### Task brief
Retype the lines below word for word, from the line with "Expected: for each instance of the power" to the line with "x=412 y=628", including both of those lines.

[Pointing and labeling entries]
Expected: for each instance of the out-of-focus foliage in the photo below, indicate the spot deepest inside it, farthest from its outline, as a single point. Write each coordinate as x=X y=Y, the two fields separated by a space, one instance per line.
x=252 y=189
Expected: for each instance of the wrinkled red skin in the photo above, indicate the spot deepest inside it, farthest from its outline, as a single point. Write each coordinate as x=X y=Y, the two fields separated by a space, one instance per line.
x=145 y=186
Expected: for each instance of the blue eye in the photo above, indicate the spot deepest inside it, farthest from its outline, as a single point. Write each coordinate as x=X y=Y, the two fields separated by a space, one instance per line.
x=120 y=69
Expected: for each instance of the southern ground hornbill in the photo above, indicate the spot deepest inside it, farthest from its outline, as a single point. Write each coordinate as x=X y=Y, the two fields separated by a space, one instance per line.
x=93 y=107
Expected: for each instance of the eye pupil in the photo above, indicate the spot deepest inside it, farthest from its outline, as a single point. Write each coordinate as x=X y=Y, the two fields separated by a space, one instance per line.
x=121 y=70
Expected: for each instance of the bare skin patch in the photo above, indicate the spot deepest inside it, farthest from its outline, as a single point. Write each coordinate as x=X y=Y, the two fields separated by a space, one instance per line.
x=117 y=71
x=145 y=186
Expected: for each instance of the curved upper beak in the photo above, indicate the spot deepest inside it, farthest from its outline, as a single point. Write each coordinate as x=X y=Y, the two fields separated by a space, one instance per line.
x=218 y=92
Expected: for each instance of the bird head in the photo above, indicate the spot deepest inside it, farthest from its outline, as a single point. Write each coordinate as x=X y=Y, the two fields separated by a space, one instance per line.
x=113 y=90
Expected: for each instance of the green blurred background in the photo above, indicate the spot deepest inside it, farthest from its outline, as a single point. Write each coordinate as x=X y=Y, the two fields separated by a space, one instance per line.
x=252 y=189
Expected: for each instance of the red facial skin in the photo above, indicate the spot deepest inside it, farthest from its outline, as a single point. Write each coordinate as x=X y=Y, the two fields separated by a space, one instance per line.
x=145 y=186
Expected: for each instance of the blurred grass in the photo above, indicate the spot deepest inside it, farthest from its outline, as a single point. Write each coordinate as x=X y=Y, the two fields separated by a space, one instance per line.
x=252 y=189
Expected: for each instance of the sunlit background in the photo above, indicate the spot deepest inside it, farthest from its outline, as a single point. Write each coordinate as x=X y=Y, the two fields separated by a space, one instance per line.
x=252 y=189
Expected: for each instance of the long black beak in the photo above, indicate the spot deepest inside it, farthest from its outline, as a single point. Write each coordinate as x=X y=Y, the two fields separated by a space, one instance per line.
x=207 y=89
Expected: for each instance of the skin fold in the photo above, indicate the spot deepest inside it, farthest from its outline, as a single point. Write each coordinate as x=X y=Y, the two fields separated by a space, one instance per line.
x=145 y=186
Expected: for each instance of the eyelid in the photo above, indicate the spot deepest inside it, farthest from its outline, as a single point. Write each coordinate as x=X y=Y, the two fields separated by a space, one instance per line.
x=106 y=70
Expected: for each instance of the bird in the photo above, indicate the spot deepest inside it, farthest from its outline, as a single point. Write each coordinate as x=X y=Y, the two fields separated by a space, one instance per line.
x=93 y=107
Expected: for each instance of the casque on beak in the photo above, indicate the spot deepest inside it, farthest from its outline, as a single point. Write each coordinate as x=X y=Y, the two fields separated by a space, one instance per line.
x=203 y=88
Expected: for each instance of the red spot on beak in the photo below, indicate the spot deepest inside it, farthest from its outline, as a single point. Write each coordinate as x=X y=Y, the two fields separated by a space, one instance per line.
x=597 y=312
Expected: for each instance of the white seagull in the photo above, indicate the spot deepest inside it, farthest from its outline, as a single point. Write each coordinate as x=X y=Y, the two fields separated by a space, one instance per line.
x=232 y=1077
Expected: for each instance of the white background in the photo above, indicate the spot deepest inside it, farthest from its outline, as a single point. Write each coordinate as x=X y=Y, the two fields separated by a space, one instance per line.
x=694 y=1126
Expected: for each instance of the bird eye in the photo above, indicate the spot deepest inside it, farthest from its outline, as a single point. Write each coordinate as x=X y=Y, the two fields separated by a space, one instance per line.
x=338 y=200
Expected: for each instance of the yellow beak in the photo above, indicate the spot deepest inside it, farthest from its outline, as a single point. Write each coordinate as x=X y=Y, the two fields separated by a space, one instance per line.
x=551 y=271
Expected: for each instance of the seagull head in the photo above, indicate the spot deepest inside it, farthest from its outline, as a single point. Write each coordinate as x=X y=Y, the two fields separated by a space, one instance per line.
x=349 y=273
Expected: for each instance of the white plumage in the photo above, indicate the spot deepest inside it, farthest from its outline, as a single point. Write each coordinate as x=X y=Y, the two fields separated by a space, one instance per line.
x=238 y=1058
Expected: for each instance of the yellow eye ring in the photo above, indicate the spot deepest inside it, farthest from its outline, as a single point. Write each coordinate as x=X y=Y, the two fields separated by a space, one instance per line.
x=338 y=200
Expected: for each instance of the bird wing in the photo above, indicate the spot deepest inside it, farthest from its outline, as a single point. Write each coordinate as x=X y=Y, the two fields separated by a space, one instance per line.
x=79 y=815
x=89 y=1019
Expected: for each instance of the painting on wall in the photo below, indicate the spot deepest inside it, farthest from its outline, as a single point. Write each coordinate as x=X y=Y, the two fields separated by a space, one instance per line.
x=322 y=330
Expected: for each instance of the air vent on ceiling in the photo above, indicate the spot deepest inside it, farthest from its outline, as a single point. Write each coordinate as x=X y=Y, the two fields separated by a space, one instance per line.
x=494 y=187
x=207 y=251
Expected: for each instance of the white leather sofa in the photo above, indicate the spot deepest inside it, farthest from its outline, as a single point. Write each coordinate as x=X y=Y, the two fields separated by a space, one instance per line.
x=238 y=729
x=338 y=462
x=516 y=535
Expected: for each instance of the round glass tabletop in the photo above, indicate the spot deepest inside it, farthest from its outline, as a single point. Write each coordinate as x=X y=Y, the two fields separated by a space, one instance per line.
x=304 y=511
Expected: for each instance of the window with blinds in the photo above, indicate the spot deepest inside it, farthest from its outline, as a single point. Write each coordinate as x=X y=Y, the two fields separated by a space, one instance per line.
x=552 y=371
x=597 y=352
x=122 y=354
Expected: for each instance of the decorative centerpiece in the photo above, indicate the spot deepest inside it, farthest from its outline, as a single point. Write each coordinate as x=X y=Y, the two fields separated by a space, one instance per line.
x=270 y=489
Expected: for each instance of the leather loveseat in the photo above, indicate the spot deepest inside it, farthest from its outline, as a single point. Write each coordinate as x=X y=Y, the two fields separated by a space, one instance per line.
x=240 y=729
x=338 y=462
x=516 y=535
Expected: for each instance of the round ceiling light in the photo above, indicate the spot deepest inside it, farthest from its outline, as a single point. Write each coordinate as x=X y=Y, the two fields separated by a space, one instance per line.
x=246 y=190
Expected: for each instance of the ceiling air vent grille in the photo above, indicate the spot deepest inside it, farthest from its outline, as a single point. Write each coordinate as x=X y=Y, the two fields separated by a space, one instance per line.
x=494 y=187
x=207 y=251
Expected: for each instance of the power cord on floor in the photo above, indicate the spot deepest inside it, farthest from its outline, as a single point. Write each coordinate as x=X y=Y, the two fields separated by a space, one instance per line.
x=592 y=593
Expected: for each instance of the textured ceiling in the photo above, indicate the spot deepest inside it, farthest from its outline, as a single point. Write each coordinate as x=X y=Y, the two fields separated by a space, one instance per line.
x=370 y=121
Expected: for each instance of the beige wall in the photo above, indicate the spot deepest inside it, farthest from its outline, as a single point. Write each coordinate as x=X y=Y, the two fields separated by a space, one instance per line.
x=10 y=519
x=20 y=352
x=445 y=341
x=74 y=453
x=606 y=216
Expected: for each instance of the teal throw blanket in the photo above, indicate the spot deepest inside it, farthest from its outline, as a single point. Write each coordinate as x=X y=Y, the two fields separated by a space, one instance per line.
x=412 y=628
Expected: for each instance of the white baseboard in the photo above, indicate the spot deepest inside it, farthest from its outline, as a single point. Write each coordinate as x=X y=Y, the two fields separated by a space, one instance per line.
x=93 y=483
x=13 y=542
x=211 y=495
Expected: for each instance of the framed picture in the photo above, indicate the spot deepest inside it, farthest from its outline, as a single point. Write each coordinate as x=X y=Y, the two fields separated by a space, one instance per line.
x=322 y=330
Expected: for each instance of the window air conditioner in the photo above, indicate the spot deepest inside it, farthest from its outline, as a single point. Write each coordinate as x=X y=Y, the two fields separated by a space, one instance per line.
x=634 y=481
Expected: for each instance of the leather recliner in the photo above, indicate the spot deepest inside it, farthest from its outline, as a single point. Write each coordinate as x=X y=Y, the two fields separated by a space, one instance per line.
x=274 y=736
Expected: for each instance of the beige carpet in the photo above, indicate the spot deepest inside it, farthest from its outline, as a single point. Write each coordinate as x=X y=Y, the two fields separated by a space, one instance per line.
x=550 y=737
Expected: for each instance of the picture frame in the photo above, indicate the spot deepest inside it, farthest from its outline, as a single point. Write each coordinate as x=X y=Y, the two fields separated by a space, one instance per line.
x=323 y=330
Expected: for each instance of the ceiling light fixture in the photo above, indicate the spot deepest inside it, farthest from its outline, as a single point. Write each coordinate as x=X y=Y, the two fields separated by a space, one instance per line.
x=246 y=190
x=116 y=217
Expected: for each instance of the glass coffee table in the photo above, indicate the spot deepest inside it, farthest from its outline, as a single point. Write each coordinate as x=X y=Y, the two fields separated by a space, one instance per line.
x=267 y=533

### Solution to this problem
Expected: for each instance of the power cord on floor in the photo above, indicate the spot deepest inside it, farthest from its outline, as a single point. Write each coordinate as x=X y=Y, the two fields separated by a space, one instance per line.
x=592 y=593
Expected: for each instance of the textured ceiling in the photo above, indicate the spot deepest inside it, farthest from its outline, as a single point. Write each coordinate as x=X y=Y, the two fields separated by a space, one instance per line.
x=370 y=121
Expected: for each instance of the beige wall in the photo above, indicate the spot deepest inside it, farthest from its outline, as a single point. Write each coordinate as x=X y=Y, the two fields separated by a space, one instance per line.
x=10 y=519
x=20 y=352
x=445 y=341
x=74 y=453
x=606 y=216
Expected: for each instance of the teal throw blanket in the photo above, indicate the spot deepest inside it, farthest from its outline, as a single point. Write each coordinate as x=X y=Y, the two fields separated by a space, one instance per line.
x=412 y=628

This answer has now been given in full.